### GIVEN RECORDS ###

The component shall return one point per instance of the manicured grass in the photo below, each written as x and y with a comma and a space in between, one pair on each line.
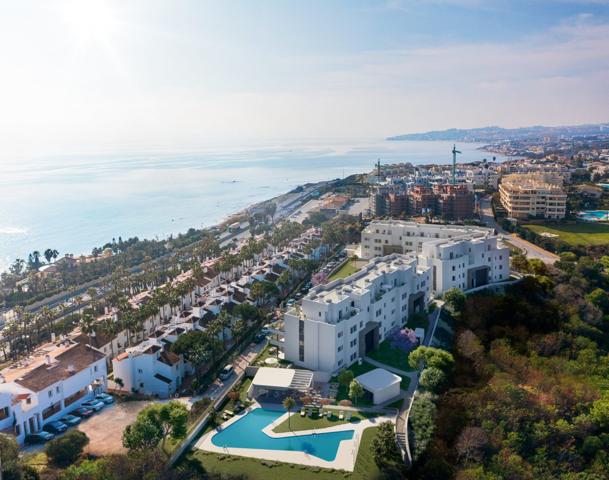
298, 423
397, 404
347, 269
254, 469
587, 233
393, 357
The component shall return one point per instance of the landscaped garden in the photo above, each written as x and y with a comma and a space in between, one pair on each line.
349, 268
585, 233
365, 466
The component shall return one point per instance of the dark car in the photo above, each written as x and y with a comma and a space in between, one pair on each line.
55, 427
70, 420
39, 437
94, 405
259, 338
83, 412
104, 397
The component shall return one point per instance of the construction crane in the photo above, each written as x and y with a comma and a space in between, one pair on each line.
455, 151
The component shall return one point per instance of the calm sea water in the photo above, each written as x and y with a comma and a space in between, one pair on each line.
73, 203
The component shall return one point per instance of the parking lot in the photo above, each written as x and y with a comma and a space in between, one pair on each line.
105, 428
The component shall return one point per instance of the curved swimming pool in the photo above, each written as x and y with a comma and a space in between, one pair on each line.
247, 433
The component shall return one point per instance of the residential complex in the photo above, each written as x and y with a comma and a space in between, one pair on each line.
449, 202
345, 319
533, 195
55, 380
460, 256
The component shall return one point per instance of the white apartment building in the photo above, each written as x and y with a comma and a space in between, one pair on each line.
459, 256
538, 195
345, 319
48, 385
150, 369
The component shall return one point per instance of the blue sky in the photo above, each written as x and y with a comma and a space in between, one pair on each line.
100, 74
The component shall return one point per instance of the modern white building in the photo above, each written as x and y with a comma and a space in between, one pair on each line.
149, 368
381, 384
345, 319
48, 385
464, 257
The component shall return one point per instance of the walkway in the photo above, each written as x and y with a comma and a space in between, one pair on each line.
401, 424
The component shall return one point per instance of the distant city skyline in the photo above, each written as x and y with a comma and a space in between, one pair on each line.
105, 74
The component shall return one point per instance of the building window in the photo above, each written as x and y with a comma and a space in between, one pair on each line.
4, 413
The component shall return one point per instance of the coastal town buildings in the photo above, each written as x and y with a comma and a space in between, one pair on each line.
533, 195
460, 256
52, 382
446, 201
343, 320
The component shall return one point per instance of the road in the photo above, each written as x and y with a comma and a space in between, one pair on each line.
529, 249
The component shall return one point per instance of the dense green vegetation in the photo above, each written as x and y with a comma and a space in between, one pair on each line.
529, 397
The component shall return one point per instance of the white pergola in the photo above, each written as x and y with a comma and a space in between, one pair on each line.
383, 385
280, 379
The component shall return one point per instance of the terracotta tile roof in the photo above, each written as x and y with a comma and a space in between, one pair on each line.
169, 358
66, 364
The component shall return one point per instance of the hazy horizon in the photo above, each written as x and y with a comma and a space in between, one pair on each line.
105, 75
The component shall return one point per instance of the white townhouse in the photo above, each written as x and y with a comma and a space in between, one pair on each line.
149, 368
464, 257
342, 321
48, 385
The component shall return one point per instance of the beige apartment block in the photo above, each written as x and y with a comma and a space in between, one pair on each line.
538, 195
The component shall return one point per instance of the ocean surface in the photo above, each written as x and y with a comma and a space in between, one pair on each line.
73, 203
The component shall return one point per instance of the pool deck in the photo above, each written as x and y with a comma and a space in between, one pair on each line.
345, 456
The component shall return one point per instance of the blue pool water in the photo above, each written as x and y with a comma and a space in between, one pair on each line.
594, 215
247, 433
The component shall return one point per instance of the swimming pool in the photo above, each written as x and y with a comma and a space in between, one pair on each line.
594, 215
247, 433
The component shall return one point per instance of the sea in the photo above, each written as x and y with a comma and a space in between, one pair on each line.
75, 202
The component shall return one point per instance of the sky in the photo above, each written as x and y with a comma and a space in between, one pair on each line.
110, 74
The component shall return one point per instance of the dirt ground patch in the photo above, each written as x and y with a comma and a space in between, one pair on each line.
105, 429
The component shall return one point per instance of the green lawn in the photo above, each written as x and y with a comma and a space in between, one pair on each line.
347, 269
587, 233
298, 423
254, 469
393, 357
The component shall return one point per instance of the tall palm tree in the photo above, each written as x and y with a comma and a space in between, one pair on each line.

###

▶ [PROMPT]:
Arrange all of the data above as a JSON list of strings, with one string for each line and no blank lines. Leave the pictures out of the answer.

▶ [FULL ANSWER]:
[
  "The component shall return one point per instance of the manicured grass in the photo below, each written as x and y with a comma and a space in between, one pair on each line.",
  "298, 423",
  "397, 404",
  "347, 269",
  "254, 469",
  "587, 233",
  "393, 357",
  "The component shall return one point per instance of the landscaped garden in the photo above, each written as x and y with a comma and a space in between, one pair on each line.",
  "349, 268",
  "585, 233",
  "365, 466",
  "The component shall return one point per instance of the dark car in the photo above, each written as x and y with a comma and a space in between, one pair on each line.",
  "55, 427",
  "70, 420",
  "39, 437",
  "94, 405",
  "259, 338",
  "83, 412",
  "104, 397",
  "The component shall return one point per instance of the construction crane in the photo above, each written as x and y with a comma and a space in between, one pair on each line.",
  "455, 151",
  "The component shall return one point per instance of the calm sea water in the photo above, each written as x and y with a comma and a space in between, one pair on each line.",
  "73, 203",
  "The component shall return one point per instance of the parking lot in the photo above, each written as x and y with a comma and a space in between, one pair on each line.",
  "105, 428",
  "The component shall return one point per instance of the curved swimming pool in the photo above, each written as x and y with a comma and a space in between, one pair on each line.",
  "247, 433",
  "The component shall return one point per instance of the residential complex in the photo above, each written as x and y with a comma and a space in between, one pair on each line.",
  "449, 202",
  "345, 319",
  "533, 195",
  "55, 380",
  "460, 256",
  "The component shall return one point per instance of the white apartment building in the photo above, each written as x and y with a comma and a space in between, one pair on each line.",
  "459, 256",
  "538, 195",
  "345, 319",
  "48, 385",
  "150, 369",
  "The component shall return one point per instance of the blue sky in the photo above, each written as x and y with a comma and a space in between, one pair on each line.",
  "100, 74",
  "The component shall return one point per instance of the modern white building in the photo above, each written as x and y with a comma and a space in between, one pair on each line.",
  "149, 368",
  "381, 384",
  "345, 319",
  "48, 385",
  "464, 257",
  "The component shall return one point per instance of the walkway in the photo above, each written as x and y with a comma and a space in between, one pair on each line.",
  "401, 424",
  "The component shall return one point per instance of the distant city skyline in the photo above, each written as x and y with a comma and a space in between, one pair on each line.",
  "105, 74",
  "The component shall return one point per instance of the building window in the photo above, each written as x and y with a comma and a space in between, one pair on each line.",
  "4, 413",
  "The component shall return one point per instance of the coastal town buildings in the photo above, each written as x and y with a comma and a space in between, one pair on each line.",
  "533, 195",
  "460, 256",
  "52, 382",
  "446, 201",
  "343, 320",
  "The component shall return one point per instance of the road in the photo above, each written as x and y with a comma and a space in between, one pair on each line.",
  "529, 249",
  "The component shall return one point per instance of the dense green vegetation in the photo above, each written as x and y with a comma and a space in between, one pair on each line.",
  "529, 397",
  "The component shall return one point per instance of the white pergola in the photo above, each written as x and y with a comma and a space in between, one pair on each line.",
  "383, 385",
  "280, 379",
  "The component shall return one point per instance of the terracotta tile roof in the photo above, each written as x and y with a comma and a space in between, one pair on each line.",
  "169, 358",
  "66, 364",
  "The component shall return one point per instance of the hazy horizon in the photo above, each written as x and y with a comma and a space in between, one pair on each line.",
  "105, 75",
  "The component shall return one point per instance of the white townhouse in the photo above, each written as x and y with a comma and a space in between, one pair on each line.",
  "149, 368",
  "464, 257",
  "342, 321",
  "48, 385",
  "The component shall return one point per instance of the beige apartment block in the photo above, each written as x and y with a comma and a space in between, one pair on each line.",
  "538, 195",
  "The component shall return one point per instance of the ocean surface in the photo above, each written as x and y with a comma and a space in between, one pair on each line.",
  "73, 203",
  "The component shall return one point per instance of the pool deck in the photo above, each written as x and y with a comma and a space in between, one pair on each line.",
  "345, 456",
  "The component shall return one point per instance of the blue pool water in the photo above, each written as x and y with a comma and a space in between, one pair on each line.",
  "594, 215",
  "247, 433",
  "The component shall return one point per instance of the swimming pool in the photo above, each written as x and y with a comma and a space in between, one pair on each line.",
  "594, 215",
  "247, 433",
  "The component shall return one point per instance of the sea in the photo above, each written as x and y with a comma and a space in between, one pair on each line.",
  "75, 202",
  "The component shall return one point per instance of the sky in the photo above, each written as x and y with a comma and a space in between, one pair on each line.",
  "110, 74",
  "The component shall return one point per instance of the dirt ground patch in the photo above, each written as x and y with a comma and a space in between, one pair on each line.",
  "105, 429",
  "The component shall return one point per instance of the green lawn in the photo above, each written as x and y with a comma and a space in between, one pair on each line.",
  "347, 269",
  "587, 233",
  "298, 423",
  "254, 469",
  "393, 357",
  "The component shall return one point per instance of the tall palm tree in the photo above, each written as x and y with a comma and a space in between, one pair on each line."
]